## What needs to be done
Count how many lines in the records below contain the word "white", and reply with only that number.

## A data block

----

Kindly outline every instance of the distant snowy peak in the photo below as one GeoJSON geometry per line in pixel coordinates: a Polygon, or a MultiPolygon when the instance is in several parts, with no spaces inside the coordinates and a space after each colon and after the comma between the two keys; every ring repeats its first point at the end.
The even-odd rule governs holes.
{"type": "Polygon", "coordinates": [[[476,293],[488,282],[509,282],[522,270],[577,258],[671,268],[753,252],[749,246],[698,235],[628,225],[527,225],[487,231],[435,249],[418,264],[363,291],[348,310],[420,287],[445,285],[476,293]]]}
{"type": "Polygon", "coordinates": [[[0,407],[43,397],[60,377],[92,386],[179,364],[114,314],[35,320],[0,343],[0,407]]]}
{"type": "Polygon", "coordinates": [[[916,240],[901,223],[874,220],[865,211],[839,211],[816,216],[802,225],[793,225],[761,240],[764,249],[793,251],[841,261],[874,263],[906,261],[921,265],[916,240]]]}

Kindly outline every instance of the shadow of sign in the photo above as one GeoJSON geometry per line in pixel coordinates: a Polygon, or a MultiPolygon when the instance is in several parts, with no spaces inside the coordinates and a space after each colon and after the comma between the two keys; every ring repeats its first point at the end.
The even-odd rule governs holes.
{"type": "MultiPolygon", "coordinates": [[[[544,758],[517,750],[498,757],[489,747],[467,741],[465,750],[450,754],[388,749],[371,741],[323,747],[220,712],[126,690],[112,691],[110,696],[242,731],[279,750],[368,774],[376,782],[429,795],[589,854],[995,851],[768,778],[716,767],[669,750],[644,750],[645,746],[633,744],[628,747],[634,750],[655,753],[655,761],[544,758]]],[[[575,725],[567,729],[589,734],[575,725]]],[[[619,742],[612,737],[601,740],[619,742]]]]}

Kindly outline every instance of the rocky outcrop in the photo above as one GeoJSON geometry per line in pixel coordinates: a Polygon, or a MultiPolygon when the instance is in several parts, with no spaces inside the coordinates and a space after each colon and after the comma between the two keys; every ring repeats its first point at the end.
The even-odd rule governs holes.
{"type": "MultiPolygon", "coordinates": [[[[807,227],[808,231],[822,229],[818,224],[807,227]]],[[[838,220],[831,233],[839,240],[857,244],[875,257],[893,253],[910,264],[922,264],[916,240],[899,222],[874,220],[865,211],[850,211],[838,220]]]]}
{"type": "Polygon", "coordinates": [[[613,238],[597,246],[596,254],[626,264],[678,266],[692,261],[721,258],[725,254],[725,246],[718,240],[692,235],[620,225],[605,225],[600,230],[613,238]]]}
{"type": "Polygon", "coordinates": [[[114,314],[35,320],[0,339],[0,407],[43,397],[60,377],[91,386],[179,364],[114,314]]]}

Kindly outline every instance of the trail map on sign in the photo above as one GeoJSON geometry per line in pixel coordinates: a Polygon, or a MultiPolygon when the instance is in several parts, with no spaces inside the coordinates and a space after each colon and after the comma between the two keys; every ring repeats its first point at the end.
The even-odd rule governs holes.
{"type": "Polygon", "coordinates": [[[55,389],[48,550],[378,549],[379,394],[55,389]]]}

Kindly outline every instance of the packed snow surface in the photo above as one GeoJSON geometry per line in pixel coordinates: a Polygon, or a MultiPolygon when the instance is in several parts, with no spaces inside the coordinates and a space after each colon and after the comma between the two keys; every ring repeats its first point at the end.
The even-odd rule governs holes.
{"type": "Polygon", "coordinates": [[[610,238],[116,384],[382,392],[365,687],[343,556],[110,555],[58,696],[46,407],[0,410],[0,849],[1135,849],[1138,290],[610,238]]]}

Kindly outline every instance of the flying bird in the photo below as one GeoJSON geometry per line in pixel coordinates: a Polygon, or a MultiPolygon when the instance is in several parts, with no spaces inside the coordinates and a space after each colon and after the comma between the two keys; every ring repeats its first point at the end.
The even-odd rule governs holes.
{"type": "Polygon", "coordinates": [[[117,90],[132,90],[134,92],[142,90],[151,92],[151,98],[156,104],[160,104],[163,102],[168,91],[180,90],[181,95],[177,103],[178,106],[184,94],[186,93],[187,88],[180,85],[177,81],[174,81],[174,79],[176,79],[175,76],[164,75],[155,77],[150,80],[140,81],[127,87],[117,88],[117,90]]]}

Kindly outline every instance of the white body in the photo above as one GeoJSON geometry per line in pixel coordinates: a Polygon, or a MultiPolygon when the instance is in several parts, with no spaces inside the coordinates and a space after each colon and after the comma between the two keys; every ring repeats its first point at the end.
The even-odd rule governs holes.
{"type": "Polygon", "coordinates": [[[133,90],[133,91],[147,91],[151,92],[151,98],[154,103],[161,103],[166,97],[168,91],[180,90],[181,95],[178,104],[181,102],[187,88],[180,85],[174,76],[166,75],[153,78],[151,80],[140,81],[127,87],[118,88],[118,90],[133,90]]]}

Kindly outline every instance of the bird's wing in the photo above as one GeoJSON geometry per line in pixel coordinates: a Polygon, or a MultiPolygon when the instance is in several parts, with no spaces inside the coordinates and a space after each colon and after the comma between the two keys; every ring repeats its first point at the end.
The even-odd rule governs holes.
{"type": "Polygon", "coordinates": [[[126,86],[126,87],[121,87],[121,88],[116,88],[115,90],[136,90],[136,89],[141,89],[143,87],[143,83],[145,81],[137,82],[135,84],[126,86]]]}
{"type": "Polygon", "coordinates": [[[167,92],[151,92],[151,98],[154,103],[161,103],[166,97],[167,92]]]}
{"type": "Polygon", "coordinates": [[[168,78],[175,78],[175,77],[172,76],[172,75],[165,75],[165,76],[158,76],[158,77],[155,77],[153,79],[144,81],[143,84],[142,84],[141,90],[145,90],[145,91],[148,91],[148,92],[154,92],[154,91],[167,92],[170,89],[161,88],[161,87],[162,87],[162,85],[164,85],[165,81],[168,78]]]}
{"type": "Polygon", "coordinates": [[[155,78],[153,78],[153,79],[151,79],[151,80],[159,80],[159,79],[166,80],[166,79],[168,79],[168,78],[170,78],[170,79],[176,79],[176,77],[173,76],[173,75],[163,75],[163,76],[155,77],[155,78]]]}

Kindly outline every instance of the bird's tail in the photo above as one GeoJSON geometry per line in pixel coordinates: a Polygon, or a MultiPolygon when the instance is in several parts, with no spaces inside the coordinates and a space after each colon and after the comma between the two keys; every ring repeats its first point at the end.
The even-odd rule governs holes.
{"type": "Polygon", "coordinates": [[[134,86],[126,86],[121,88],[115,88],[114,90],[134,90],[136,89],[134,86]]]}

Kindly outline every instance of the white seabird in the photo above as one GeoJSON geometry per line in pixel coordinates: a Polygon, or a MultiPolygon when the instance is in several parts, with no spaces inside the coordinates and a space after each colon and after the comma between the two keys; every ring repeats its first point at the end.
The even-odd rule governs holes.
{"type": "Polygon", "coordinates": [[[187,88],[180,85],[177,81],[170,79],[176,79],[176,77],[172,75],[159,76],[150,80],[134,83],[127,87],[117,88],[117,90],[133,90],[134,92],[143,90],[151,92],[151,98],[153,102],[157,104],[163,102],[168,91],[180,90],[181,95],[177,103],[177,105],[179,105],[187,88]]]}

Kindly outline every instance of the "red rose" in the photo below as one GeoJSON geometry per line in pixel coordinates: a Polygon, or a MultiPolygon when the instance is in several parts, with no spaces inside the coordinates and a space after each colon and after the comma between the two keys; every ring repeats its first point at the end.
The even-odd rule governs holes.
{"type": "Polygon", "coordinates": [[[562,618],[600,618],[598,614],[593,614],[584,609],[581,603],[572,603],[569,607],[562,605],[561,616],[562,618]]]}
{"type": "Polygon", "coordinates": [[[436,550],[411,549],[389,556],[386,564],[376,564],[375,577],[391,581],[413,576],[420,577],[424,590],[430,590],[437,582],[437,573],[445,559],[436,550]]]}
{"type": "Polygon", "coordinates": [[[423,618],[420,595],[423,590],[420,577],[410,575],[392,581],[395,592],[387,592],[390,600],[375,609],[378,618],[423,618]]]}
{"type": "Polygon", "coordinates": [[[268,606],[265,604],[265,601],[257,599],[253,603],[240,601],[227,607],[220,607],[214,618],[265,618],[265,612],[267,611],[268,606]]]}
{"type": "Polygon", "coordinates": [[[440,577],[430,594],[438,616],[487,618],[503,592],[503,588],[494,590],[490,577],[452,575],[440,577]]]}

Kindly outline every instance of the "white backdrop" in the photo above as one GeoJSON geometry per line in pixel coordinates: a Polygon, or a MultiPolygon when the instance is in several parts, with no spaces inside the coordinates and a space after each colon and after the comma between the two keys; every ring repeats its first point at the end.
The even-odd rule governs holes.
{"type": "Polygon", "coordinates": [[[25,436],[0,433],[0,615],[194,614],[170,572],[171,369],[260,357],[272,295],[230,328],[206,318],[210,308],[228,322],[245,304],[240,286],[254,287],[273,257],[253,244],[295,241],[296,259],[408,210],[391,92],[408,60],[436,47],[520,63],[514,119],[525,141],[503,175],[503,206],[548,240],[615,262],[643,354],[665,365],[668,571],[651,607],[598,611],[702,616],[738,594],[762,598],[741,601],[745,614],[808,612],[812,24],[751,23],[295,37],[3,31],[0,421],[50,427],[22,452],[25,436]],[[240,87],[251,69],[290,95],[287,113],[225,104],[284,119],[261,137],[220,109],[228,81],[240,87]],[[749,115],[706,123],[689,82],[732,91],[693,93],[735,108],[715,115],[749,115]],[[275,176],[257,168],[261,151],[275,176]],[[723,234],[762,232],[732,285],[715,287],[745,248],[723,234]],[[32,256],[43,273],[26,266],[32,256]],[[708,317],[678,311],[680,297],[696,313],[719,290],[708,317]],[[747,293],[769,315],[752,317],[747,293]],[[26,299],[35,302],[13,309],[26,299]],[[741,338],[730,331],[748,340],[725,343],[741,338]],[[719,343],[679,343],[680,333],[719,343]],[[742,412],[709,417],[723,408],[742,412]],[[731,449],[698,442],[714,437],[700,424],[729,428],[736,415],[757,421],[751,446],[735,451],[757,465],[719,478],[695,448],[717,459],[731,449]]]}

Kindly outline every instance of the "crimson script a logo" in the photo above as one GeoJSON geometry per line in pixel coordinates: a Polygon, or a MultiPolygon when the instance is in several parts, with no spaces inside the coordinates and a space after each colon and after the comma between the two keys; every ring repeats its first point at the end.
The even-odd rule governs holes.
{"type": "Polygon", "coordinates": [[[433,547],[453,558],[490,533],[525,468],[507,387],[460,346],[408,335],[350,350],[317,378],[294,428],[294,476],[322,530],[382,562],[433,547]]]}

----

## Result below
3